Exercise brief
Every line of the material is to be repeated exactly as it stands.

┄┄┄┄┄┄┄┄┄┄┄┄┄┄┄┄┄┄┄┄

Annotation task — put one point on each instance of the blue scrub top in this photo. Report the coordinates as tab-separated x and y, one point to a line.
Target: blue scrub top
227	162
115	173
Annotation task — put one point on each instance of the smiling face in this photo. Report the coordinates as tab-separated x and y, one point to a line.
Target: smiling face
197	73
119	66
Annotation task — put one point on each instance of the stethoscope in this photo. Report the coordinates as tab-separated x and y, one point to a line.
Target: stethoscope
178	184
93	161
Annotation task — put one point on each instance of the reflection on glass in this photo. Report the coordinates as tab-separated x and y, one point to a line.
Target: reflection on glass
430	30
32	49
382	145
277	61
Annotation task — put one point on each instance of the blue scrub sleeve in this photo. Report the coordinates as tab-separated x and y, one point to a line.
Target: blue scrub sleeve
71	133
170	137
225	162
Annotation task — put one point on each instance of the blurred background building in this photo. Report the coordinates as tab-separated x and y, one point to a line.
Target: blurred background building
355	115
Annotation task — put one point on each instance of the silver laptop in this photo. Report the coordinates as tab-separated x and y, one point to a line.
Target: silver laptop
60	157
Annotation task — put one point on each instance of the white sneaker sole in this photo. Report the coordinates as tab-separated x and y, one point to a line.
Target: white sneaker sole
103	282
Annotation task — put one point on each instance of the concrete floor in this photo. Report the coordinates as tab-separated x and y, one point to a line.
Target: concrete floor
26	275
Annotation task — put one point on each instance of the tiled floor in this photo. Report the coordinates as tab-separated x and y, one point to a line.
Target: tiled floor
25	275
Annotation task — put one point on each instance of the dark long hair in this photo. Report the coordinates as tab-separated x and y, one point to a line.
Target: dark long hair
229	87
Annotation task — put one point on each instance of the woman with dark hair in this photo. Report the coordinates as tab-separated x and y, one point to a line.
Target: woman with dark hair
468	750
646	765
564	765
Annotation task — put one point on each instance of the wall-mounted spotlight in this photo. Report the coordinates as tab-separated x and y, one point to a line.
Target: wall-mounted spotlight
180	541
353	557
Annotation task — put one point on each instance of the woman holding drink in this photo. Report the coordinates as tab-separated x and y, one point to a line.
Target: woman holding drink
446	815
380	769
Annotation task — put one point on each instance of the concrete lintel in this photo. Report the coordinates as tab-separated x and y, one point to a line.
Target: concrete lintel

┄┄┄┄┄┄┄┄┄┄┄┄┄┄┄┄┄┄┄┄

Solution to the exercise
Annotation task — put one point on each instance of the blue scrub top in this photo. Report the coordinates as tab-separated x and y, one point to a line.
Target: blue scrub top
227	162
115	173
Annotation task — put one point on each instance of the smiling face in this photo. Report the coordinates as tab-separated x and y, one point to a line.
Target: smiling face
197	73
119	66
Annotation task — put one point on each instance of the stethoscope in this photo. Report the coordinates as tab-separated x and y, one point to a line.
Target: stethoscope
178	184
93	161
Annotation task — put one point on each instance of the reflection on glass in this photo. Report the coordinates as tab-separated x and y, one point to a line.
Target: reflection on glass
430	30
32	49
382	145
277	61
Annotation task — put one point on each instance of the blue scrub sleeve in this photo. Report the coordinates as tab-separated x and y, one point to a line.
Target: blue scrub sleeve
71	133
170	137
225	162
Annotation task — put one point on each instance of the blurred background building in this photo. Report the coordinates as tab-separated x and y, one point to a line.
Target: blurred background building
355	115
Annotation task — put one point on each instance of the silver laptop in this photo. Report the coordinates as tab-separated x and y, one point to a line.
Target: silver laptop
60	157
Annotation task — put one point on each instance of the white sneaker sole in this photo. Report the coordinates as tab-separated x and y, one point to a line.
Target: white sneaker sole
103	282
Annotation task — put one point on each instance of the concrete floor in this photo. Report the coordinates as tab-separated x and y, one point to a line.
Target: concrete floor
26	275
Annotation task — put one point on each instance of the tiled floor in this photo. Report the coordinates as tab-separated x and y, one point to a line.
Target: tiled floor
25	275
Annotation task — put one point on each instance of the dark long hair in this photo. Report the coordinates as tab-separated x and y, one point to a line.
Target: dark long hair
229	87
Annotation task — put one point on each instance of the woman with dark hair in this photo. Report the coordinates as tab-separated x and y, one point to a line.
Target: woman with dark hair
468	750
646	765
564	765
Annotation task — put one point on each instance of the wall-mounted spotlight in this photo. Report the coordinates as tab-separated x and y, one point to a line.
Target: wall-mounted spotlight
180	541
353	557
Annotation task — put one point on each instance of the woman holding drink in this photo. Report the coordinates as tab-separated x and y, one point to a line.
Target: woman holding drink
446	815
380	769
Annotation task — put one point on each instance of the concrete lintel in this photo. Report the coordinates as tab-separated x and y, one point to a line.
Target: concrete lintel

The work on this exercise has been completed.